__Challenge 1__: Report each line in the records that contains the word "excavator".

Exhibit 5.1

 

 

August 31, 2021

 

180 Life Sciences Corp.

830 Menlo Avenue, Suite 100

Menlo Park, CA 94025

 

  RE: 180 Life Sciences Corp.
    Registration Statement on Form S-1

 

Ladies and Gentlemen:

 

Reference is made to the Registration Statement on Form S-1 (as it may be amended, supplemented or modified from time to time, the “Registration Statement”) and the prospectus contained therein (the “Prospectus”), filed with the U.S. Securities and Exchange Commission by 180 Life Sciences Corp., a Delaware corporation (the “Company”), under the Securities Act of 1933, as amended, with respect to up to an aggregate of 5,463,658 shares (the “Shares”) of the common stock, par value $0.0001 per share, of the Company (“Common Stock”), to be offered for resale by certain stockholders of the Company (the “Selling Stockholders”), of which:

 

(i)2,500,000 shares of Common Stock (such shares, the “Investor Shares”) were issued to certain of the Selling Stockholders pursuant to that certain Securities Purchase Agreement dated as of August 19, 2021 between the Company and the investors identified on the signature pages thereto (such investors, the “Investors”; and such agreement, the “August SPA”);

 

(ii)2,500,000 shares of Common Stock are issuable to the Investors upon the exercise by the Investors of the warrants to purchase up to 2,500,000 shares of Common Stock that were issued to the Investors pursuant to the August SPA (such warrants, the “Investor Warrants”; and the shares of Common Stock issuable upon exercise of the Investor Warrants, the “Investor Warrant Shares”);

 

(iii)150,000 shares of Common Stock (such shares, the “Settlement Shares”) were issued to Alpha Capital Anstalt pursuant to that certain Mutual Release and Settlement Agreement dated July 31, 2021 between the Company and Alpha Capital Anstalt (the “Settlement Agreement”);

 

(iv)25,000 shares of Common Stock (such shares, the “Settlement Warrant Shares”) are issuable to Alpha Capital Anstalt upon the exercise of a warrant to purchase up to 25,000 shares of Common Stock that was issued to Alpha Capital Anstalt pursuant to the Settlement Agreement (the “Alpha Settlement Warrant”); and

 

 (v)63,658 shares of Common Stock (such shares, the “AGP Warrant Shares”) are issuable to Alliance Global Partners upon the exercise of a warrant to purchase up to 63,658 shares of Common Stock that was issued to Alliance Global Partners on or about May 2, 2021 (the “AGP Warrant”).

__Provided data__:

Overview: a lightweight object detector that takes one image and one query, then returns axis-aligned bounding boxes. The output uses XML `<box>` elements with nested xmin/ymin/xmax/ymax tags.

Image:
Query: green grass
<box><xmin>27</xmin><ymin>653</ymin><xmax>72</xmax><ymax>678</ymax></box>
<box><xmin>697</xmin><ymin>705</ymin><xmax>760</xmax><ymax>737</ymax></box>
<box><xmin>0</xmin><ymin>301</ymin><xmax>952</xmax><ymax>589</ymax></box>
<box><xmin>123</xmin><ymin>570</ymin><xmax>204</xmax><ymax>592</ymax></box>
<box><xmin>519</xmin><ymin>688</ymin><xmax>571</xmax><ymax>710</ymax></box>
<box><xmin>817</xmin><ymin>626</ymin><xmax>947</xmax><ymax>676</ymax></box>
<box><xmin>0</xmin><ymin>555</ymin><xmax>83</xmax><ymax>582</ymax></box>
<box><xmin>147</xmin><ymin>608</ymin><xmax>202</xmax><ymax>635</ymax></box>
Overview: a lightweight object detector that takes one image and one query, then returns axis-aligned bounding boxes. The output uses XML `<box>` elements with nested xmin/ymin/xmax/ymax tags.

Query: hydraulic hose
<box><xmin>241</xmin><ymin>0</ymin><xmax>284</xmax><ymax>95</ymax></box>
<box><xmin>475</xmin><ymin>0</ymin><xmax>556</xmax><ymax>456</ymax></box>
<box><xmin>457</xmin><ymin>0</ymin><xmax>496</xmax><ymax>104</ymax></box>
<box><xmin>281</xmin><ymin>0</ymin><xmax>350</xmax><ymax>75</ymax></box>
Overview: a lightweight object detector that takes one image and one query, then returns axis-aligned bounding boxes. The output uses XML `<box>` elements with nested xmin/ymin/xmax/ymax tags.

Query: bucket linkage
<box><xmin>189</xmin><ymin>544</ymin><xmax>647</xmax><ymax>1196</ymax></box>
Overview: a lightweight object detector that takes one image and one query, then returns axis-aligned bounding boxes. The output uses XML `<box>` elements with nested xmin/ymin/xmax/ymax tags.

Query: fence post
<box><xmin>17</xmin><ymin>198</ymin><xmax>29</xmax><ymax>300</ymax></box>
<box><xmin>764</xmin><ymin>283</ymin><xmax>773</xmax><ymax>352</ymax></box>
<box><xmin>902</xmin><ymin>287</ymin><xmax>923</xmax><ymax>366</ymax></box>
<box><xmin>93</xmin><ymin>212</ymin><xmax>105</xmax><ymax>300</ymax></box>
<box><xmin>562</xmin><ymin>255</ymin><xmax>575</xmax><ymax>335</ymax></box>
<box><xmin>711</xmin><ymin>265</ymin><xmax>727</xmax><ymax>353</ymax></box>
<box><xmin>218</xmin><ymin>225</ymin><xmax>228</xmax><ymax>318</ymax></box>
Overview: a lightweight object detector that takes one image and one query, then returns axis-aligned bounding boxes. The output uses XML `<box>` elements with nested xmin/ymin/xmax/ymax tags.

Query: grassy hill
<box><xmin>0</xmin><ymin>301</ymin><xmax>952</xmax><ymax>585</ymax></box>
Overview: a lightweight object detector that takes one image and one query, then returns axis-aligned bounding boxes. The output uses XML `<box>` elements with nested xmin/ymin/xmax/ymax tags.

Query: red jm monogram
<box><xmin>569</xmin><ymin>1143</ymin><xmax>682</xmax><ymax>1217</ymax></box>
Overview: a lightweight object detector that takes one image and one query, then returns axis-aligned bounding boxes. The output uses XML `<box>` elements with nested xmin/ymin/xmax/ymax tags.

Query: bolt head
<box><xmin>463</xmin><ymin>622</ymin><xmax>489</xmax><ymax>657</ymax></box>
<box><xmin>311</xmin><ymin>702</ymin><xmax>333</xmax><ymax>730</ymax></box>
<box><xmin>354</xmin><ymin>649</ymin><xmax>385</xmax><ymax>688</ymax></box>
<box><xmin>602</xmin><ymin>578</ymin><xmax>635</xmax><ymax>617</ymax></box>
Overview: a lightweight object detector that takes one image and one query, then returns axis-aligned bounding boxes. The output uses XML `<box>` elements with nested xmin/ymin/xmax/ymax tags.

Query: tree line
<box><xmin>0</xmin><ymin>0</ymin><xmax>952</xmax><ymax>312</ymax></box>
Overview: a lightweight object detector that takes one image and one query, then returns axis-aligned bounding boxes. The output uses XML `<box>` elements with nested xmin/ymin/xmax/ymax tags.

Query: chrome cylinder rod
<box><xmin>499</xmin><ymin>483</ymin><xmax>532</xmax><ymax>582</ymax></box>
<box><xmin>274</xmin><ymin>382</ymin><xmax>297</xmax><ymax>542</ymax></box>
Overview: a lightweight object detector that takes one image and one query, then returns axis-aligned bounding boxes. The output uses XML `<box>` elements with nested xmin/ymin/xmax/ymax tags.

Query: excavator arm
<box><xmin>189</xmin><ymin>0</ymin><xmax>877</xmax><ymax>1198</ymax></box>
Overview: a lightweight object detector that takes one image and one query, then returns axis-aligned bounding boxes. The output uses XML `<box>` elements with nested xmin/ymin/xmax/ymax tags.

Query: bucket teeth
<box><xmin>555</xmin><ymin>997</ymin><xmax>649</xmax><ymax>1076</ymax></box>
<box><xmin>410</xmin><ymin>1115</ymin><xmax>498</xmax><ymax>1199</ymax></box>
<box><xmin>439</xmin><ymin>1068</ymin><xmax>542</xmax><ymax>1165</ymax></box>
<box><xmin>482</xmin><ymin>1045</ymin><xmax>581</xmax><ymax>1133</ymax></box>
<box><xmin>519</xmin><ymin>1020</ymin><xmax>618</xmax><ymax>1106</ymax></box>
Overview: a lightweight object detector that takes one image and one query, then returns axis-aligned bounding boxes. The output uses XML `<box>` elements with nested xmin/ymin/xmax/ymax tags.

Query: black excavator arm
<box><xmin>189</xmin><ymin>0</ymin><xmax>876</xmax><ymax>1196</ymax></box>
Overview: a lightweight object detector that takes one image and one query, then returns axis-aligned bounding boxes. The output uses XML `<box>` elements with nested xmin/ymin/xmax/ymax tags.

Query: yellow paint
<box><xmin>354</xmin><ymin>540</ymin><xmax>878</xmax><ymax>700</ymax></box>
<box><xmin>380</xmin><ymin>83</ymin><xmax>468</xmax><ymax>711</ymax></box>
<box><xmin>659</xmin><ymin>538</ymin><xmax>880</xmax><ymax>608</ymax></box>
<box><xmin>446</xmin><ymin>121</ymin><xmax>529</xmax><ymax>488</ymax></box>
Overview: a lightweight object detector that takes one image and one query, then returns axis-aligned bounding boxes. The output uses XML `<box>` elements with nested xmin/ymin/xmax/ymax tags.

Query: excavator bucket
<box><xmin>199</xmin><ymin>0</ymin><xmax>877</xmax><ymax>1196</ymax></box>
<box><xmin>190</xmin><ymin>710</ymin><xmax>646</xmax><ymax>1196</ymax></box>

__Challenge 2__: According to the exhibit letter, what is the date of the Mutual Release and Settlement Agreement between the Company and Alpha Capital Anstalt?

__Task solution 1__:
Query: excavator arm
Query: black excavator arm
Query: excavator bucket

__Task solution 2__: July 31, 2021